#### What to produce
In the data below, one line contains "Each <instance> block may" and a later one contains "negative clicks: (189, 215) (190, 220)". Print both, with every line between them, exactly and alone.

··· Records for processing ···

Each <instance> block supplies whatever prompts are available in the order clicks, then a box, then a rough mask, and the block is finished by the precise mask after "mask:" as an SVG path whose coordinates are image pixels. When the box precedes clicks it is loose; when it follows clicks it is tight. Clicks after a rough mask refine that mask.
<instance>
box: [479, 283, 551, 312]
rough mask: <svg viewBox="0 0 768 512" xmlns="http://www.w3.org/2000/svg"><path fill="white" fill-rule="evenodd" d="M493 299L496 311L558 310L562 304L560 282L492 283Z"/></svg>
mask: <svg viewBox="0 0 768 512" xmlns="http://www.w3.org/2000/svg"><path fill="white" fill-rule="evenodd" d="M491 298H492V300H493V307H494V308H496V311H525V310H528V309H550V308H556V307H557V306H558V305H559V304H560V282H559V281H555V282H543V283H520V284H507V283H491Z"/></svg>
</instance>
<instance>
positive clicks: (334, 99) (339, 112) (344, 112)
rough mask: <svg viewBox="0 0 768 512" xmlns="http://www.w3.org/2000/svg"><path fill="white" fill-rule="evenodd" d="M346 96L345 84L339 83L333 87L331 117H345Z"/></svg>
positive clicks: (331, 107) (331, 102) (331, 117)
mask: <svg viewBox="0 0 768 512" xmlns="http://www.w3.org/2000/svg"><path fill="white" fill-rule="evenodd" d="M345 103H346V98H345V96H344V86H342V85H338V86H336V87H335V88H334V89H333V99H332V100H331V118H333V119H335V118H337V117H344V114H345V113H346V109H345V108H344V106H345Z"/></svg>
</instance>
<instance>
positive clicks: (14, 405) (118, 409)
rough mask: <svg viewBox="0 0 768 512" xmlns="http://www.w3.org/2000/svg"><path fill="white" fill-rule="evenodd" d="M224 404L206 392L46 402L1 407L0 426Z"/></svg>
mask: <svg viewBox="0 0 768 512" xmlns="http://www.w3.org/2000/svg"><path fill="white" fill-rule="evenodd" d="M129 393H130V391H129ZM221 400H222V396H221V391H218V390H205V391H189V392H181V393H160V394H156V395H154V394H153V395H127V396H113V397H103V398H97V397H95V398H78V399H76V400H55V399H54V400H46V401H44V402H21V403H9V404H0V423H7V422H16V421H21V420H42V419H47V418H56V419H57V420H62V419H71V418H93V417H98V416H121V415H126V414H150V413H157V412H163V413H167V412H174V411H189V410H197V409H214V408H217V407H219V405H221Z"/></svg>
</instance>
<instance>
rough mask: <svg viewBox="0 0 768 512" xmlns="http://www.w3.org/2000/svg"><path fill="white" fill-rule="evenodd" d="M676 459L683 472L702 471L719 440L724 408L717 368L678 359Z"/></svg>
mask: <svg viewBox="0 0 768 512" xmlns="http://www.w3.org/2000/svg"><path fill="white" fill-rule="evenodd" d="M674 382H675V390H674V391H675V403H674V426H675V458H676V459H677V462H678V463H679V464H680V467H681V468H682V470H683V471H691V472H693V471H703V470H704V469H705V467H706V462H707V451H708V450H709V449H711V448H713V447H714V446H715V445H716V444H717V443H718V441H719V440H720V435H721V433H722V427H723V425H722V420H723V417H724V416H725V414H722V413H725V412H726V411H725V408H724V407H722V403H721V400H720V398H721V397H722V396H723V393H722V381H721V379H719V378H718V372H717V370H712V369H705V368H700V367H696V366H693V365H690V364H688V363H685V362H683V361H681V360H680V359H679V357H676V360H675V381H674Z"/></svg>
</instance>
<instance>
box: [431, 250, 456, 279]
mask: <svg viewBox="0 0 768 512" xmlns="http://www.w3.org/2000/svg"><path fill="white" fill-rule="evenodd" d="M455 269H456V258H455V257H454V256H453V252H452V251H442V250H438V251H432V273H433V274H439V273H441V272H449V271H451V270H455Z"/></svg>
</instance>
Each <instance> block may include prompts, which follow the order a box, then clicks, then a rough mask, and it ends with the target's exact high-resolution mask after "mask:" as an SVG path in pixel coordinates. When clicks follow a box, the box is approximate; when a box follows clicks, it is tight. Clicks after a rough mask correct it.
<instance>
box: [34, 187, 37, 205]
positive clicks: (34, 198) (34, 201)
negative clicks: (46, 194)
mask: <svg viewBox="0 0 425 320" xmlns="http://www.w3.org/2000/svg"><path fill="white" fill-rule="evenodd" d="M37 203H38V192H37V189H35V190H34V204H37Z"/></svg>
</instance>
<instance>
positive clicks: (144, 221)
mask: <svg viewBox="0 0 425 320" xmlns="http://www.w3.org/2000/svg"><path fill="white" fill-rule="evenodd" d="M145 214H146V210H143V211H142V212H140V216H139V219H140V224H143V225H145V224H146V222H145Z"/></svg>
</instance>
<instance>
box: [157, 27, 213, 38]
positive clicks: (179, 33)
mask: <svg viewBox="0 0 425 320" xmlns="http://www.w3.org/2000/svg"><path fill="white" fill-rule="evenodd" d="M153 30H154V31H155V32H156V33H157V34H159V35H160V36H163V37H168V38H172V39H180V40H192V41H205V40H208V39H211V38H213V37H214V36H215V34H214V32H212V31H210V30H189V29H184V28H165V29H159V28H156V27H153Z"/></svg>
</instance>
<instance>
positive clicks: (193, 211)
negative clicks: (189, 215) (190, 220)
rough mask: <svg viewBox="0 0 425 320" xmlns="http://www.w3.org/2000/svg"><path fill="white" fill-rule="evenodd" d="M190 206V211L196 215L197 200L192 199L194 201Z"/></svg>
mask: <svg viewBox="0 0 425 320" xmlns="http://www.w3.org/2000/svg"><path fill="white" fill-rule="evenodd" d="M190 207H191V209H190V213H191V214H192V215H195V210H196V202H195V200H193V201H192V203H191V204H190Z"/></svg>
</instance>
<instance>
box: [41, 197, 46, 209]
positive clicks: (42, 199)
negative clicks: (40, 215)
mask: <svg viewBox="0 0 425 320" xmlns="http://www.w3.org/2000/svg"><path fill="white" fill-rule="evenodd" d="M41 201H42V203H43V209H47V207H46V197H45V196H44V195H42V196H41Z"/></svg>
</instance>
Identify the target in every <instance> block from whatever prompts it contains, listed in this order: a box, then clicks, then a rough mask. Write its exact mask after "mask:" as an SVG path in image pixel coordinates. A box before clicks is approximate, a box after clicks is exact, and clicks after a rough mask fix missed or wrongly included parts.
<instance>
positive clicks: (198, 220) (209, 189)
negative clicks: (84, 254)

···

#### Response area
Each <instance> block may include prompts, which follow the order a box, then clicks, then a rough mask, and it ends with the target's exact high-resolution mask after "mask:" as an SVG path in pixel coordinates. When clicks follow a box, the box is approximate; when a box follows clicks, it is tight. Clicks after a rough mask correct it.
<instance>
box: [34, 187, 37, 205]
positive clicks: (34, 198) (34, 201)
negative clicks: (46, 194)
mask: <svg viewBox="0 0 425 320" xmlns="http://www.w3.org/2000/svg"><path fill="white" fill-rule="evenodd" d="M37 203H38V192H37V189H35V190H34V204H37Z"/></svg>
</instance>
<instance>
positive clicks: (144, 221)
mask: <svg viewBox="0 0 425 320" xmlns="http://www.w3.org/2000/svg"><path fill="white" fill-rule="evenodd" d="M145 214H146V210H143V211H142V212H140V216H139V219H140V224H143V225H145V224H146V222H145Z"/></svg>
</instance>
<instance>
box: [157, 27, 213, 38]
positive clicks: (179, 33)
mask: <svg viewBox="0 0 425 320" xmlns="http://www.w3.org/2000/svg"><path fill="white" fill-rule="evenodd" d="M153 30H154V31H155V32H156V33H157V34H159V35H160V36H163V37H168V38H172V39H180V40H192V41H205V40H208V39H211V38H213V37H214V36H215V34H214V32H212V31H210V30H189V29H184V28H165V29H159V28H156V27H153Z"/></svg>
</instance>
<instance>
positive clicks: (193, 211)
negative clicks: (189, 215) (190, 220)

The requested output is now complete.